Top of Reading passage

A Malaysian customs official poses with seized pangolin scales on May 8, 2017. Pangolin scales are highly prized in Vietnam and China for supposed medicinal properties despite just being keratin, the same substance as fingernails

Malaysian customs officers have seized more than 700 kilograms of pangolin scales, the country's largest haul of the scales considered by some to have medicinal properties, officials said Monday.

The 712kg (1,570 pound) haul worth 9,184,800 ringgit ($2.12 million) was made last week in two separate seizures.

On May 2, eight gunny sacks of the scales weighing 408kg were found at a Kuala Lumpur airport warehouse. They are believed to have arrived on a flight from Accra, Ghana, which transited in Dubai.

Two days later, 10 more sacks weighing 304kg were found and seized. These were supposedly on a flight from Kinshasa, DR Congo, to Nairobi, Kenya, transiting in Dubai before reaching Kuala Lumpur.

Malaysian officials say they are investigating.

Pangolins are indigenous to the jungles of Indonesia, parts of Malaysia and areas of southern Thailand, and their meat is considered a delicacy in China.

They are classified as a protected under the UN's Convention on International Trade in Endangered Species and in any Asian species is banned under the convention.

The shy pangolin's brown scales are made of nothing more than keratin—the same substance as fingernails—but are highly prized in Vietnam and China where they are misleadingly touted as bearing medicinal properties.

Bottom of Reading passage
Top of Data records

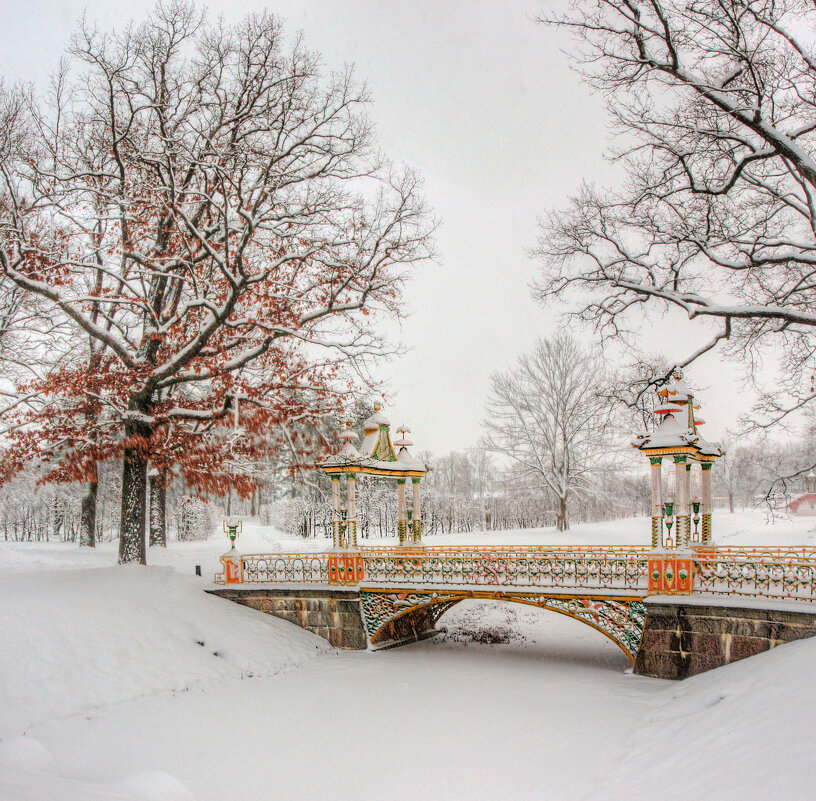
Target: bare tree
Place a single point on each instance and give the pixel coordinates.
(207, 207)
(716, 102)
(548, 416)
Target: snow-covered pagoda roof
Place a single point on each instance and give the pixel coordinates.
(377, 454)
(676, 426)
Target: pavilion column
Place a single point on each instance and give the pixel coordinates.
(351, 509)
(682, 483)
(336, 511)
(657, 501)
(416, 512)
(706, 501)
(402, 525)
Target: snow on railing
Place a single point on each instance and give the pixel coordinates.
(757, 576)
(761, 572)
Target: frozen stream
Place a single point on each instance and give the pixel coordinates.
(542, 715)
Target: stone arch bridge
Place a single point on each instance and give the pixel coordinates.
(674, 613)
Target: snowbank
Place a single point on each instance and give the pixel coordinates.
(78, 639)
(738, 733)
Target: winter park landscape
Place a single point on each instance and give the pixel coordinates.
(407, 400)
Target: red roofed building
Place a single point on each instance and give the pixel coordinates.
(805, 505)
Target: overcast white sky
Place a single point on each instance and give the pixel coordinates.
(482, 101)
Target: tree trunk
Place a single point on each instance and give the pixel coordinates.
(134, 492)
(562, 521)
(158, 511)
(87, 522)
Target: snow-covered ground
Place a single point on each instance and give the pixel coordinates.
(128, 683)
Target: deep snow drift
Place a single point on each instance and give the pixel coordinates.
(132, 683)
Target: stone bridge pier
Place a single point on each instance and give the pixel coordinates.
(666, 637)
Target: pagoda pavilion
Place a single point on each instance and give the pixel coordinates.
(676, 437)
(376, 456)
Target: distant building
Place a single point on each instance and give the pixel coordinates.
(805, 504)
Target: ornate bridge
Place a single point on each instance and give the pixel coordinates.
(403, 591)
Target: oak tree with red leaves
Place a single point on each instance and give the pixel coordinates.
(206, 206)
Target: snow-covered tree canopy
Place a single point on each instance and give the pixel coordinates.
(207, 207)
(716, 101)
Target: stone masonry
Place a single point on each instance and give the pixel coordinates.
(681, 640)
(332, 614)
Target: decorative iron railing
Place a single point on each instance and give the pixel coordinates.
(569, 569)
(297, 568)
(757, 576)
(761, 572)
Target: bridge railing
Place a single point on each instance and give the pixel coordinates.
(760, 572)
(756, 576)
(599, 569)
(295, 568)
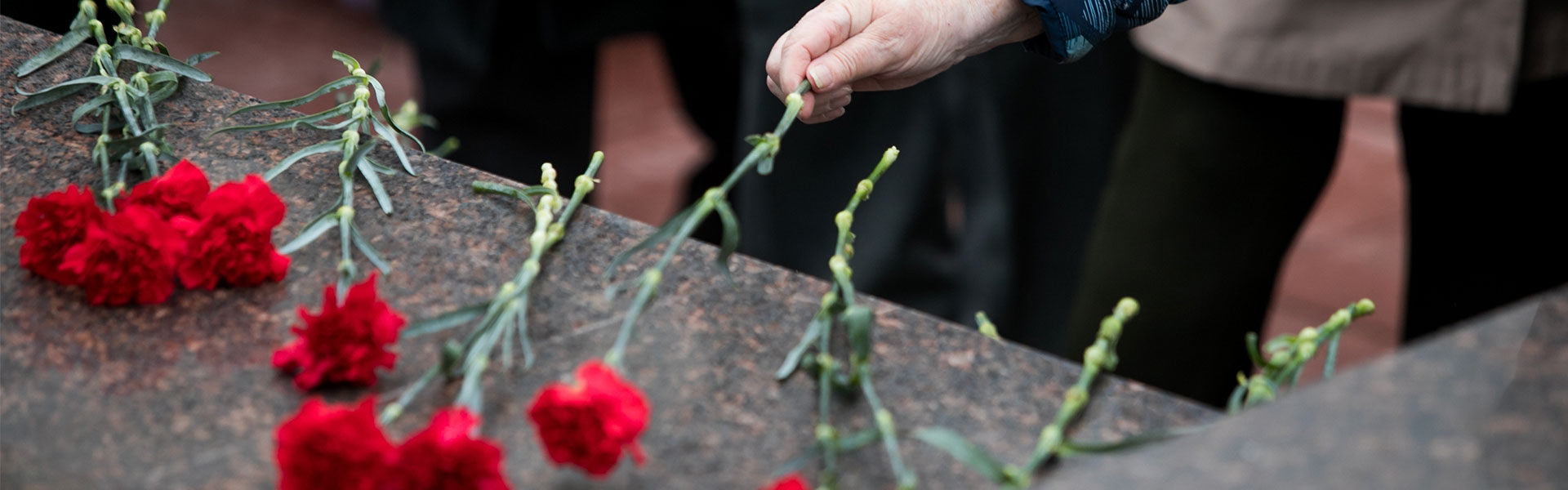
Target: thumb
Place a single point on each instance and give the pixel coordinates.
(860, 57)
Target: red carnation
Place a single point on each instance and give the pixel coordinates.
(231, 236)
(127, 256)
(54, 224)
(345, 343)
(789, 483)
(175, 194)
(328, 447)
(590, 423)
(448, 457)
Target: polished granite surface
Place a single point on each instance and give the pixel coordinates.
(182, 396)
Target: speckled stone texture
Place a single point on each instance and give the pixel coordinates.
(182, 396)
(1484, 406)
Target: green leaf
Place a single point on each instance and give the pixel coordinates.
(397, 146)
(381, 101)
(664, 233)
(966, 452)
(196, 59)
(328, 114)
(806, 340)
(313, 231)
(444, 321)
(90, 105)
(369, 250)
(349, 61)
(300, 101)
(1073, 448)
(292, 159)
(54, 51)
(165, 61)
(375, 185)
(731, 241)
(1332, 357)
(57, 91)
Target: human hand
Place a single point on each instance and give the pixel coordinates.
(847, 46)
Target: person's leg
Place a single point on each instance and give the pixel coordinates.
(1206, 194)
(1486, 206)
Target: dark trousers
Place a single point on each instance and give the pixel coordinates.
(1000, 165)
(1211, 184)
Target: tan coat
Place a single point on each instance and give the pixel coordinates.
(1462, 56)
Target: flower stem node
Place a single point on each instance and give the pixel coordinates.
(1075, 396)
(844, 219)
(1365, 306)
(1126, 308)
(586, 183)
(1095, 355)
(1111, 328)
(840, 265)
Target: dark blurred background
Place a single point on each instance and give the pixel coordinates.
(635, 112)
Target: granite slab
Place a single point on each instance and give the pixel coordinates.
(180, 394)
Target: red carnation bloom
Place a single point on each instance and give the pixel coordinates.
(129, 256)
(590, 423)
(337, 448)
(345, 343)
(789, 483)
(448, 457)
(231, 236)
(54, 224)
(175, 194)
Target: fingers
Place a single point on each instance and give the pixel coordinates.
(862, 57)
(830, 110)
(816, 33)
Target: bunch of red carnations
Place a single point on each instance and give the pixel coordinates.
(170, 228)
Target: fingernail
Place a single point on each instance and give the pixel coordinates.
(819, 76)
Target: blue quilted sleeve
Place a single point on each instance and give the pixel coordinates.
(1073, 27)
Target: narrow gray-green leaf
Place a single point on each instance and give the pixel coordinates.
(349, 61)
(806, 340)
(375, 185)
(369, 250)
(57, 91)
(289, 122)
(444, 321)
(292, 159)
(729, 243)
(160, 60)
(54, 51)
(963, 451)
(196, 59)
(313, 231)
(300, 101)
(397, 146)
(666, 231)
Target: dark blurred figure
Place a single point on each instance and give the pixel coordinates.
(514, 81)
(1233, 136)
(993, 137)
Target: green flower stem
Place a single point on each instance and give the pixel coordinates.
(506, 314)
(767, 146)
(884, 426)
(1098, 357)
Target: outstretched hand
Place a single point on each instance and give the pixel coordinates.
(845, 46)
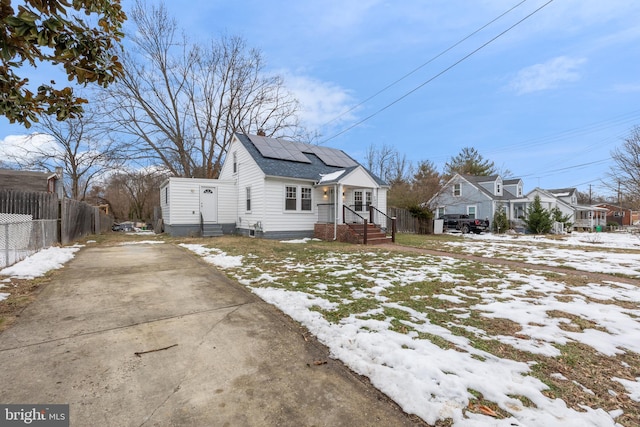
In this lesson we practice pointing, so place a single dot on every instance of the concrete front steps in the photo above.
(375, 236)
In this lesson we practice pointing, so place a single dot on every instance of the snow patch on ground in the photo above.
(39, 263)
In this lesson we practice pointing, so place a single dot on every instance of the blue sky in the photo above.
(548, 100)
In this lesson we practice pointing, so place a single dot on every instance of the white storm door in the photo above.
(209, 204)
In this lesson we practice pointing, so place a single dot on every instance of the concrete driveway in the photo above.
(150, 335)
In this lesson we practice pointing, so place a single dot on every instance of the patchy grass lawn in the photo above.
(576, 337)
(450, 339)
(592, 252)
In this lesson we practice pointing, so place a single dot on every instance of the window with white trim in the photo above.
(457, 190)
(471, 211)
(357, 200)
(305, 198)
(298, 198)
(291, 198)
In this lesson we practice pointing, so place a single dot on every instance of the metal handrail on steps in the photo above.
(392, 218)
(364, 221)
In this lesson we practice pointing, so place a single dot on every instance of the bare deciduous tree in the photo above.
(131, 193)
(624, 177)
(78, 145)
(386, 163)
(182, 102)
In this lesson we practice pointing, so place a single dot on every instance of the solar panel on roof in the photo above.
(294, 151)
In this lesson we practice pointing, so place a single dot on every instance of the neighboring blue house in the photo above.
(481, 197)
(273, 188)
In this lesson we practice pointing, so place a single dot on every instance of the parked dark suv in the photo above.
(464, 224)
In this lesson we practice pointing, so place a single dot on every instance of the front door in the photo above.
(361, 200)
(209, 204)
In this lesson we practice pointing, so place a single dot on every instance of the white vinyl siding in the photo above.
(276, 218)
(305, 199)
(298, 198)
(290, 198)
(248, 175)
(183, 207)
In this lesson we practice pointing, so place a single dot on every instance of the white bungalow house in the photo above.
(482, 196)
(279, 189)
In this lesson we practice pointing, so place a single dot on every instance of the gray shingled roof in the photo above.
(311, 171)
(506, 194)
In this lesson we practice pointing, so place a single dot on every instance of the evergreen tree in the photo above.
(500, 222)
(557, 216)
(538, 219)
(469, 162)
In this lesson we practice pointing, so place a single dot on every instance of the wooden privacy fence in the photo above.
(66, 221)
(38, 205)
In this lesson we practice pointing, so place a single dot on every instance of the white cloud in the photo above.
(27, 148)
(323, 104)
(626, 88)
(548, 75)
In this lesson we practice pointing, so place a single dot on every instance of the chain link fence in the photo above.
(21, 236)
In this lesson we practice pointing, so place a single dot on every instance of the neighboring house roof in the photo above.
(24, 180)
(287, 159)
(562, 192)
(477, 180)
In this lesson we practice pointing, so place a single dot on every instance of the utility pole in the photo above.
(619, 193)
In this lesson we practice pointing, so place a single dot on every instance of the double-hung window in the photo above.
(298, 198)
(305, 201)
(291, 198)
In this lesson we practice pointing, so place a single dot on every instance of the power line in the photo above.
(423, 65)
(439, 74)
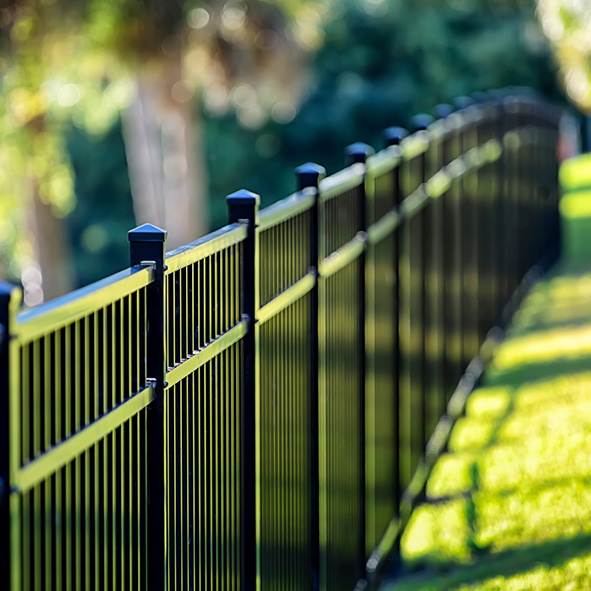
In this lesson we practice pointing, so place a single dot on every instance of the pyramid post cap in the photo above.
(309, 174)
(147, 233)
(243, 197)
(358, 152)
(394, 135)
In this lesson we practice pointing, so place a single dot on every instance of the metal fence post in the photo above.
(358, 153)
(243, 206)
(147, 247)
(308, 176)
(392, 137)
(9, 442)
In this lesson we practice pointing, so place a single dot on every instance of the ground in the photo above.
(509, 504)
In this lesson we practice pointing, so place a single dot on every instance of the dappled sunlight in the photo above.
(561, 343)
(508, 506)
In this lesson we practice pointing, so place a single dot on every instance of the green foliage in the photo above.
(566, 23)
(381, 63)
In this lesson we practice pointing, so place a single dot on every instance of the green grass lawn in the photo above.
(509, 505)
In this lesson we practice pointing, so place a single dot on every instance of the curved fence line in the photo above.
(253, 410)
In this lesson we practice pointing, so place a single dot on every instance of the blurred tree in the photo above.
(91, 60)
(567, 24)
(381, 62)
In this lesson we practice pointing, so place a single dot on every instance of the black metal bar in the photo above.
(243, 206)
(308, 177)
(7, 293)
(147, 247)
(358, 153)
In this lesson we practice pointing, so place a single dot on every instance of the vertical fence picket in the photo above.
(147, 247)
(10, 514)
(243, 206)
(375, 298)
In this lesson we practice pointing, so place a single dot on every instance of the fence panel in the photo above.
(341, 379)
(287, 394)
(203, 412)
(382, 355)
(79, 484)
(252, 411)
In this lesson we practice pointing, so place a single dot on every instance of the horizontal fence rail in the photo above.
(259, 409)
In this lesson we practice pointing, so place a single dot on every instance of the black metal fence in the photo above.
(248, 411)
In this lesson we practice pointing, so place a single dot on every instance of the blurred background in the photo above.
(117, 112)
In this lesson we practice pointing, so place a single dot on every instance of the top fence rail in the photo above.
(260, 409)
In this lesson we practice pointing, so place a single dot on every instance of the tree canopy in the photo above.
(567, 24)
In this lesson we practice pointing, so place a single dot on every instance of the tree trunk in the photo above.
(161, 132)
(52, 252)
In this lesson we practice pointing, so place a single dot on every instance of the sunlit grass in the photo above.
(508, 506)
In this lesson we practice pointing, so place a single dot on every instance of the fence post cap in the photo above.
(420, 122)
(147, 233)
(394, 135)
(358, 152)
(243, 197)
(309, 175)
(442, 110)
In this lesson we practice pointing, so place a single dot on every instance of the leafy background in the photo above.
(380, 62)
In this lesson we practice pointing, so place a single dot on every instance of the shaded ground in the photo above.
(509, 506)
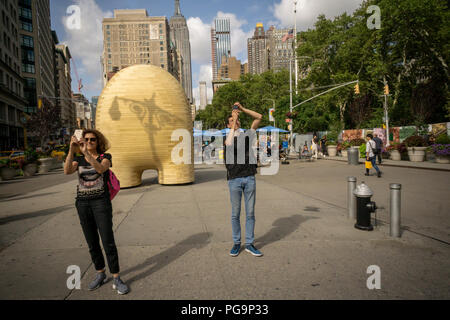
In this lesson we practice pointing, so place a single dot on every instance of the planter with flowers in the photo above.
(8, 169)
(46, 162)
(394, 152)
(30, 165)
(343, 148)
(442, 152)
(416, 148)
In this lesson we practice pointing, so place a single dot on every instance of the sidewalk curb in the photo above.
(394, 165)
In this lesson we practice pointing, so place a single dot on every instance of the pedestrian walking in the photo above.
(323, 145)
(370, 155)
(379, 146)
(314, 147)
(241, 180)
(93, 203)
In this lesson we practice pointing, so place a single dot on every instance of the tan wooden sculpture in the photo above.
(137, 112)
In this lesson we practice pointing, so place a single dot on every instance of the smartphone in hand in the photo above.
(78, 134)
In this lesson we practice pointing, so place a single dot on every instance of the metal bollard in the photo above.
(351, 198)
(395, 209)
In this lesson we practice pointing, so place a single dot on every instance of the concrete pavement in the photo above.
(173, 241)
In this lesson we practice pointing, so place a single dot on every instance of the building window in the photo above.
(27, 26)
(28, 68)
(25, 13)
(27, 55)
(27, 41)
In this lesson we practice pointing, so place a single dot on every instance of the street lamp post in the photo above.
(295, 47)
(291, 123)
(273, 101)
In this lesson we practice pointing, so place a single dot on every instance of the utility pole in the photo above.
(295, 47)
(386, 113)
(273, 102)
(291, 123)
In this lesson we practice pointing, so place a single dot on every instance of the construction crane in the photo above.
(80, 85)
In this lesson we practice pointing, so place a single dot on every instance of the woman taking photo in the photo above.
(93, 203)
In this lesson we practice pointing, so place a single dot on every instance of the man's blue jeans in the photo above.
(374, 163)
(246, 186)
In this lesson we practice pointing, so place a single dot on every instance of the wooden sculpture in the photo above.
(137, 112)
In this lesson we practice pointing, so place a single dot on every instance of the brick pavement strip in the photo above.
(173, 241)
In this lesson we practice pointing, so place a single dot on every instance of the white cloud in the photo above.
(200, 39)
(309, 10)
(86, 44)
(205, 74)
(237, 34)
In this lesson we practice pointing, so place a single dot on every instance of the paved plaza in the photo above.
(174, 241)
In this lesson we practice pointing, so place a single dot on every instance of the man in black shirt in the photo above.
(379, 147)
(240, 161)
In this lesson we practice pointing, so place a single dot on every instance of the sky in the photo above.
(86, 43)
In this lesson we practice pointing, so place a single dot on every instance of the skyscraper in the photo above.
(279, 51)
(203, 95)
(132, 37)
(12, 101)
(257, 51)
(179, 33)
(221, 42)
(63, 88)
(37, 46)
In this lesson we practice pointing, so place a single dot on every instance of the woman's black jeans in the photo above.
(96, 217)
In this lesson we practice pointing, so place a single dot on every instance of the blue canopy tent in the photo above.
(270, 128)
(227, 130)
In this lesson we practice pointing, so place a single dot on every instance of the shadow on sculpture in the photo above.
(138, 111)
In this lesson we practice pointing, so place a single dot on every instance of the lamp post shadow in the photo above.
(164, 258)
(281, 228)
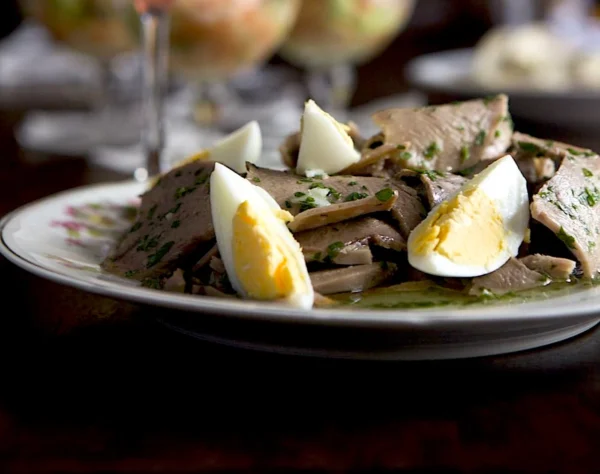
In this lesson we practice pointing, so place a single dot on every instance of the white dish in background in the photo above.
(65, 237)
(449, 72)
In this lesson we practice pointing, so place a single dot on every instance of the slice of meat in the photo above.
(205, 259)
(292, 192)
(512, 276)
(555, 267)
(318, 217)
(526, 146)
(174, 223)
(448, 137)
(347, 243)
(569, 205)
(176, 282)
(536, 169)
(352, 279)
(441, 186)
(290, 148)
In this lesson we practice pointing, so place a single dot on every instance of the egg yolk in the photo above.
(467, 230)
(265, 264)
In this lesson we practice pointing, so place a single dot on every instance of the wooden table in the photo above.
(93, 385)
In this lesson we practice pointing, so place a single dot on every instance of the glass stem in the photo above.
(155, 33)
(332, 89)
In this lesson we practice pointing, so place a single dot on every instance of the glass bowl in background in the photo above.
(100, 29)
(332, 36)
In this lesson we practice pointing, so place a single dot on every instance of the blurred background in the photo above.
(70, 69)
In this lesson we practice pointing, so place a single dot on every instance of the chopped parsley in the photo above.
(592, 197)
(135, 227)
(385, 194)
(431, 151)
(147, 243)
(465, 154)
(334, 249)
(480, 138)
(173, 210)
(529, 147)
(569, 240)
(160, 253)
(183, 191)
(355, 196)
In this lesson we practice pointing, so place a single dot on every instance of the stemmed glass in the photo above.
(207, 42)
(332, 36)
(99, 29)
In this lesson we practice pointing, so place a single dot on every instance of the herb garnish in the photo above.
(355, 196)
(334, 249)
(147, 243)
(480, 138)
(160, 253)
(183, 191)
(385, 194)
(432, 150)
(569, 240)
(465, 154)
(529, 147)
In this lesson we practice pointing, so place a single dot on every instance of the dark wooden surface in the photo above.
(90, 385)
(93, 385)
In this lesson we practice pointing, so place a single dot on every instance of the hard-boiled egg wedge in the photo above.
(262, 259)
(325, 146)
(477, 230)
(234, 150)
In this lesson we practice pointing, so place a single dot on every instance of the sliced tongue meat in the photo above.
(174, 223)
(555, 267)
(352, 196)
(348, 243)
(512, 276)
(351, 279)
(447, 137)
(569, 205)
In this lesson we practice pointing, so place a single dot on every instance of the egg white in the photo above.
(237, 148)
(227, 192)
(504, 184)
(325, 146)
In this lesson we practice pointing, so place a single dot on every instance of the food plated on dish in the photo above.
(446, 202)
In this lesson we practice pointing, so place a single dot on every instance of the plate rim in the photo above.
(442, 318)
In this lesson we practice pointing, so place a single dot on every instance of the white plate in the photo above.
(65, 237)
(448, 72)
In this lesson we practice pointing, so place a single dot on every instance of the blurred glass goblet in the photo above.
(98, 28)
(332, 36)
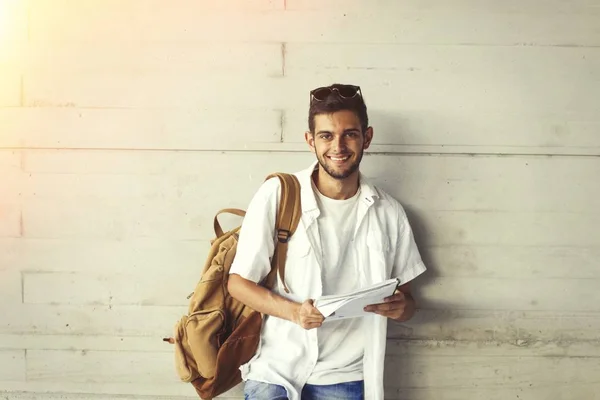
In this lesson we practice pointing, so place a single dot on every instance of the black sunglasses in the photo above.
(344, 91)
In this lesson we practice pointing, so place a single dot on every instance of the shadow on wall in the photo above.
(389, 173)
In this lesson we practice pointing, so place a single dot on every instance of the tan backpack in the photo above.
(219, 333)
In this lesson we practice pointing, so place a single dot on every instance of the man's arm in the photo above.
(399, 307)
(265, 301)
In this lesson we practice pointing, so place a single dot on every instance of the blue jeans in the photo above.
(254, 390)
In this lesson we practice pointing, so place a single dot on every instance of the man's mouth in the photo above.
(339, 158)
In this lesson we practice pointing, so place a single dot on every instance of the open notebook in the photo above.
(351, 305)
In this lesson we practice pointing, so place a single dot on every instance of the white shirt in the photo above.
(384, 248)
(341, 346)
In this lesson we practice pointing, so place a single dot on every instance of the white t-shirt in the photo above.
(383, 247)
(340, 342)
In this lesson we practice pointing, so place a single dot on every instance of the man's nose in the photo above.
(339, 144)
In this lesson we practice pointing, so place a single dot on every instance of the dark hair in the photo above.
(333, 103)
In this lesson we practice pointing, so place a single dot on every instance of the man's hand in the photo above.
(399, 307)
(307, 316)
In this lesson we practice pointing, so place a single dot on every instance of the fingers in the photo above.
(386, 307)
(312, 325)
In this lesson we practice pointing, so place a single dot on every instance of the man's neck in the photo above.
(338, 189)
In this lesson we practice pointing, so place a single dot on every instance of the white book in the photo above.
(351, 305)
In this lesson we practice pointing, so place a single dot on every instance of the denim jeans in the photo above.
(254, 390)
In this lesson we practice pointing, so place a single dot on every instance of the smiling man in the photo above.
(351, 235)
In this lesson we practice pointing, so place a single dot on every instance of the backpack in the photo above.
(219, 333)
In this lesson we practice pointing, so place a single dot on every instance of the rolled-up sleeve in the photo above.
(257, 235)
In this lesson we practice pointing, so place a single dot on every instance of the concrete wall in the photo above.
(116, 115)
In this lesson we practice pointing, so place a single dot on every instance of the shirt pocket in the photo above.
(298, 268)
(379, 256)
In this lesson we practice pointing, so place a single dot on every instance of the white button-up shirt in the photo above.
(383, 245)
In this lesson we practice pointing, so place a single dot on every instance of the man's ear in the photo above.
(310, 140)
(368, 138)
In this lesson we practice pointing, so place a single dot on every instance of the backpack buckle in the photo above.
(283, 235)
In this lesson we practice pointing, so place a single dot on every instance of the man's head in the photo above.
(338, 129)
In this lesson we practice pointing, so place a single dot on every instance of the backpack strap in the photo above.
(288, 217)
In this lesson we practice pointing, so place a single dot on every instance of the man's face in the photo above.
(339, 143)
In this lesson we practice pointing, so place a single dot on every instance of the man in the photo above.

Bottom of Data records

- _Required actions_
• a. From the pangolin scales article, write out the passage between "On May 2, eight" and "they are investigating.", inclusive.
• b. List every city named in the pangolin scales article.

- _Answers to the problems_
• a.
On May 2, eight gunny sacks of the scales weighing 408kg were found at a Kuala Lumpur airport warehouse. They are believed to have arrived on a flight from Accra, Ghana, which transited in Dubai.

Two days later, 10 more sacks weighing 304kg were found and seized. These were supposedly on a flight from Kinshasa, DR Congo, to Nairobi, Kenya, transiting in Dubai before reaching Kuala Lumpur.

Malaysian officials say they are investigating.

• b. Kuala Lumpur, Accra, Dubai, Kinshasa, Nairobi